== GOAL ==
Extend the passage about Microsoft's patent disputes, beginning after its final sentence. The material that follows the passage is not part of it.

== QUOTED PASSAGE ==
--*--

Microsoft is said to be “losing grip in [the] patent spat” which involves Avistar [1, 2, 3, 4]. You will find some more details about it here.
Avistar Communications Corporation reported today that the US Patent & Trademark Office (USPTO) has rejected Microsoft’s requests for re-examination of 29 of Avistar’s US patents pertaining to audio, video and collaboration technologies.
Avistar Communications Corp. said Monday the U.S. Patent & Trademark Office rejected requests by Microsoft Corp. to re-examine 14 of the company’s patents, but will look at nine of them.
As a result of this, shares of Avistar rose sharply.
Microsoft’s close partners (and OOXML ‘zombie voters’ [1, 2, 3, 4, 5, 6]) are applying for software patents in the United States, which is interesting because they strive to obtain what they probably cannot in their home country. To whose benefit would such a portfolio be?
Infosys awarded 2 patents by USPTO
Actual 3D dimensional imaging, which includes a representation of depth information along with amplitude of information is not being used in these cases. This patent addresses the issue of 3D in mobile communication.
The legal battle between Alcatel-Lucent and Microsoft has gone on for quite some time [1, 2, 3, 4]. Claims and accusations varied as the two sides were firing shots in both directions. Yes, software patents can be ‘fun’ because they are typically about mutual destruction, not reconciliation and peace (often characterised by sharing). We’ll see more of this shortly when we come to consider Sun and NetApp.

--*--

== GIVEN DATA ==
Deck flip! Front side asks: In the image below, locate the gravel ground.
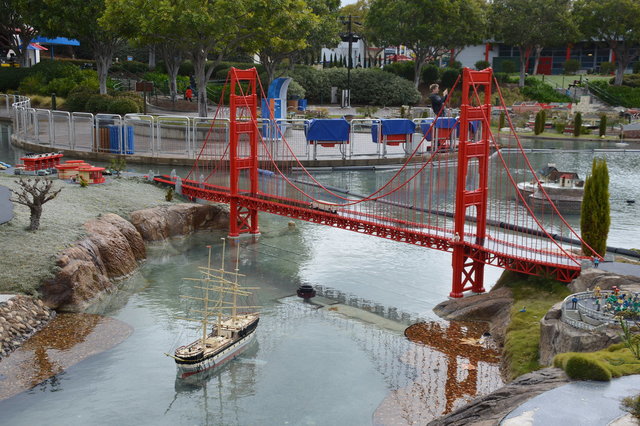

--*--

== RESULT OF THIS TASK ==
Here is the latest about this case that involves Alcatel-Lucent and Microsoft.
The jury also upheld four Microsoft patents, but found that Alcatel-Lucent didn’t infringe them, and found one Microsoft patent invalid. Microsoft had been seeking damages of $9.5 million on five patent claims.
Alcatel-Lucent judged that ruling as a victory. “We believed from the beginning that Microsoft patent infringement allegations against Alcatel-Lucent were without merit and we presented a strong defensive argument. We are pleased that the jury agreed with us on this, and we appreciate the jury’s time and the careful and thoughtful analysis they gave to this case,” the company said in a statement.
The Seattle P-I published its short take as well.
In the latest twist in the Microsoft/Alcatel-Lucent legal saga, a federal jury in San Diego today found that Microsoft’s Xbox 360 didn’t violate an Alcatel-Lucent patent for video-encoding technology.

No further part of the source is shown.